_What needs to be done_
Extract every line of the entries below that contains the word "tram", matching case exactly.

=== Records ===

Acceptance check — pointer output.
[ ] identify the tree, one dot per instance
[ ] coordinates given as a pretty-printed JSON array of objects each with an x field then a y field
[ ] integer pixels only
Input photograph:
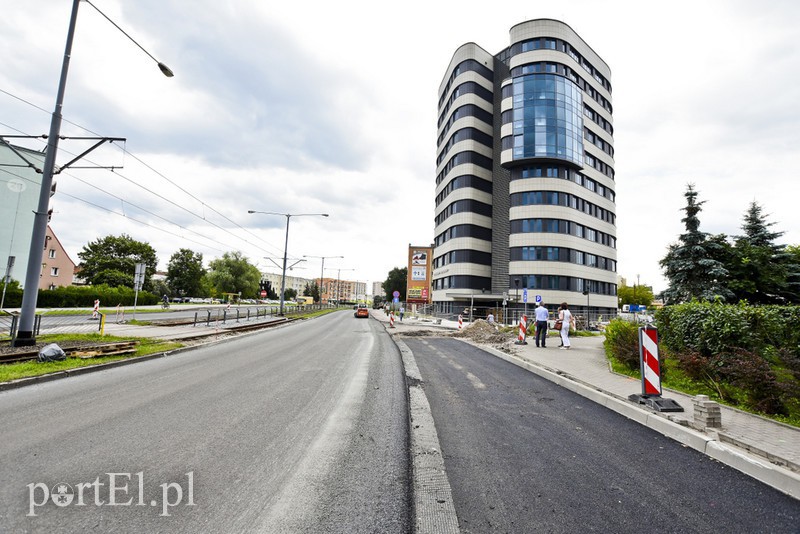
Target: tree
[
  {"x": 396, "y": 281},
  {"x": 638, "y": 294},
  {"x": 761, "y": 270},
  {"x": 185, "y": 272},
  {"x": 112, "y": 260},
  {"x": 692, "y": 266},
  {"x": 232, "y": 273}
]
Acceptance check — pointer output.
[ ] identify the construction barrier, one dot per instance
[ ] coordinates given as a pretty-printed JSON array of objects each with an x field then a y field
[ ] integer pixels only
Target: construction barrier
[
  {"x": 523, "y": 330},
  {"x": 650, "y": 363},
  {"x": 650, "y": 367}
]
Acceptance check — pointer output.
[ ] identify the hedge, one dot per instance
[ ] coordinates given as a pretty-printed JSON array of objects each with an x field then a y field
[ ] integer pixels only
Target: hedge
[{"x": 747, "y": 355}]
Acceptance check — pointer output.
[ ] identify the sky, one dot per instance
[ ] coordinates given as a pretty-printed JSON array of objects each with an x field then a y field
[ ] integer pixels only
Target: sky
[{"x": 331, "y": 107}]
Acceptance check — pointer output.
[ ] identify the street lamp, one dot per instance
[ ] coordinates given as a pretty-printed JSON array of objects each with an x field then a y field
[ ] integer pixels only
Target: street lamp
[
  {"x": 322, "y": 271},
  {"x": 586, "y": 292},
  {"x": 30, "y": 295},
  {"x": 286, "y": 243}
]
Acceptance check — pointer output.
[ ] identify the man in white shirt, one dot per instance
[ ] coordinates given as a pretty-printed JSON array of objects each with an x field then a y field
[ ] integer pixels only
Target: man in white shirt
[{"x": 541, "y": 325}]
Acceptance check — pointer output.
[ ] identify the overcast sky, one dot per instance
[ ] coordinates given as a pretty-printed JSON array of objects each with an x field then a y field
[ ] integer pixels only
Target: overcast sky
[{"x": 330, "y": 107}]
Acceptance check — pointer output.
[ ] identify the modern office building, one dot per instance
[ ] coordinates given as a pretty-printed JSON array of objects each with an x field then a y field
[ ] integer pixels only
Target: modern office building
[{"x": 525, "y": 191}]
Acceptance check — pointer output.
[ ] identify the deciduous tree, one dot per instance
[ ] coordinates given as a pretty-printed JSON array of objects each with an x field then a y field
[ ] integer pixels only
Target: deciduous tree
[
  {"x": 185, "y": 273},
  {"x": 396, "y": 281},
  {"x": 232, "y": 273},
  {"x": 112, "y": 260}
]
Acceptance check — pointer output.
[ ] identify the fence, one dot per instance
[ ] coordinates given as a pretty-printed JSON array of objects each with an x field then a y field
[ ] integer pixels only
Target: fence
[
  {"x": 52, "y": 324},
  {"x": 86, "y": 324}
]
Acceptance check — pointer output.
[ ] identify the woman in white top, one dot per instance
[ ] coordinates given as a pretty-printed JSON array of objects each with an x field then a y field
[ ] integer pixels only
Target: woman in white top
[{"x": 565, "y": 316}]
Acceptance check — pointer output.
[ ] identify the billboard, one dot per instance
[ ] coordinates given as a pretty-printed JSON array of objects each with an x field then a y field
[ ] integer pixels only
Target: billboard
[{"x": 419, "y": 275}]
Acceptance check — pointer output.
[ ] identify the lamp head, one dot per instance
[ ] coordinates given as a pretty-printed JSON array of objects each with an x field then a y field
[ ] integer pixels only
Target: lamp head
[{"x": 166, "y": 70}]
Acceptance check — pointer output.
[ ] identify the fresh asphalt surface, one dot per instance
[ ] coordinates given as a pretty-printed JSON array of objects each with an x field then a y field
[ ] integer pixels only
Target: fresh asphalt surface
[
  {"x": 524, "y": 455},
  {"x": 301, "y": 428}
]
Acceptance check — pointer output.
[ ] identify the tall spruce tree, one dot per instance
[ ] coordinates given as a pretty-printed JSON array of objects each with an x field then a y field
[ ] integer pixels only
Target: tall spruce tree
[
  {"x": 693, "y": 267},
  {"x": 762, "y": 272}
]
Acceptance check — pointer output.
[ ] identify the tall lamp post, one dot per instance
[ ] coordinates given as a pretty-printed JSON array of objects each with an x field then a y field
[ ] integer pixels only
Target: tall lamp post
[
  {"x": 286, "y": 243},
  {"x": 586, "y": 292},
  {"x": 30, "y": 295},
  {"x": 322, "y": 271}
]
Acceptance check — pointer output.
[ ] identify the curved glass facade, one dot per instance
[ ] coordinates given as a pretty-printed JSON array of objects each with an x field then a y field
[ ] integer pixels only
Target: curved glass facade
[{"x": 548, "y": 118}]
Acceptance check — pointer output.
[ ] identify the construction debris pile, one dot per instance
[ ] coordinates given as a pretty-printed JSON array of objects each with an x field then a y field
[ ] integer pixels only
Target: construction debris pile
[{"x": 481, "y": 331}]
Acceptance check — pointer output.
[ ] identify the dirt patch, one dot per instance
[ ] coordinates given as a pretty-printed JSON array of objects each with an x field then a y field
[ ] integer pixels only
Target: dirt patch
[
  {"x": 481, "y": 331},
  {"x": 420, "y": 333}
]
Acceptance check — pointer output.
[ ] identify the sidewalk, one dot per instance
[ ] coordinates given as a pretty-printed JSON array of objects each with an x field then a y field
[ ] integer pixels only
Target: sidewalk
[{"x": 760, "y": 447}]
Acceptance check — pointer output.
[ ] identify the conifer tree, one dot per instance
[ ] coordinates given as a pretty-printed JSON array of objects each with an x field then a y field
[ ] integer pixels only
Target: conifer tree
[{"x": 693, "y": 266}]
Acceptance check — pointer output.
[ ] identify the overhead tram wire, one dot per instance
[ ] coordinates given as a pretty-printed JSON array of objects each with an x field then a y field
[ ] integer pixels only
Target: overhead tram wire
[
  {"x": 161, "y": 175},
  {"x": 138, "y": 221},
  {"x": 133, "y": 205}
]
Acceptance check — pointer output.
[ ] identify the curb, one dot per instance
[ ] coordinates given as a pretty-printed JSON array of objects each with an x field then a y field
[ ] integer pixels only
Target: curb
[
  {"x": 434, "y": 509},
  {"x": 772, "y": 475}
]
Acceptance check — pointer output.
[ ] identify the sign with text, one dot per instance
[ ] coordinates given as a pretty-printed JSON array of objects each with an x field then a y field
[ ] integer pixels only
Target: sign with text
[{"x": 418, "y": 282}]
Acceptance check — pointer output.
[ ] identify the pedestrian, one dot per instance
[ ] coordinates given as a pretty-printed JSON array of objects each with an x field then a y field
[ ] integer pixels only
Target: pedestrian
[
  {"x": 541, "y": 325},
  {"x": 567, "y": 320}
]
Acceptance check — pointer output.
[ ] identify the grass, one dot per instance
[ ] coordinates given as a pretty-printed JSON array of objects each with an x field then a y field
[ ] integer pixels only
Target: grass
[{"x": 13, "y": 371}]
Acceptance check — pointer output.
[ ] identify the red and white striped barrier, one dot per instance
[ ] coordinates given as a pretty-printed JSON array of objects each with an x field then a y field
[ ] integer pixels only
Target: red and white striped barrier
[
  {"x": 651, "y": 367},
  {"x": 523, "y": 329},
  {"x": 651, "y": 374}
]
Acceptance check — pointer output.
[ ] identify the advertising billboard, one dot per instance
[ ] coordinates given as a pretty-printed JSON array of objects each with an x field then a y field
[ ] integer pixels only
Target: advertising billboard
[{"x": 419, "y": 274}]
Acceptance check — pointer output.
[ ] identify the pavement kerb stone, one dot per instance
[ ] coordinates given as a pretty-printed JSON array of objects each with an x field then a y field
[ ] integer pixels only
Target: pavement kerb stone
[{"x": 434, "y": 509}]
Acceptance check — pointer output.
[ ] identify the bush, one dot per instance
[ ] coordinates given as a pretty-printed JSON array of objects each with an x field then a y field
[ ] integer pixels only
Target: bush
[
  {"x": 747, "y": 354},
  {"x": 622, "y": 342}
]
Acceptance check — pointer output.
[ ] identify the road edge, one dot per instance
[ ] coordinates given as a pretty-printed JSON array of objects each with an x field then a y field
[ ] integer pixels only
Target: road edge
[
  {"x": 761, "y": 469},
  {"x": 434, "y": 509}
]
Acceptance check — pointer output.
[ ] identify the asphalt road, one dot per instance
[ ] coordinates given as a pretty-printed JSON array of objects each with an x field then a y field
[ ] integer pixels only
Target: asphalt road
[
  {"x": 524, "y": 455},
  {"x": 302, "y": 428}
]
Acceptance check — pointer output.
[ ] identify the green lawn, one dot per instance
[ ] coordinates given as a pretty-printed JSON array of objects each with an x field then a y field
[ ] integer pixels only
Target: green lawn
[{"x": 13, "y": 371}]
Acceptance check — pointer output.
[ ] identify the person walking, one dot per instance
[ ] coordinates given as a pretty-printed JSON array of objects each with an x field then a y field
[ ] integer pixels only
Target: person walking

===

_Result of the exercise_
[ ] identify the overhead tram wire, one dot per instance
Target: overhead tram wire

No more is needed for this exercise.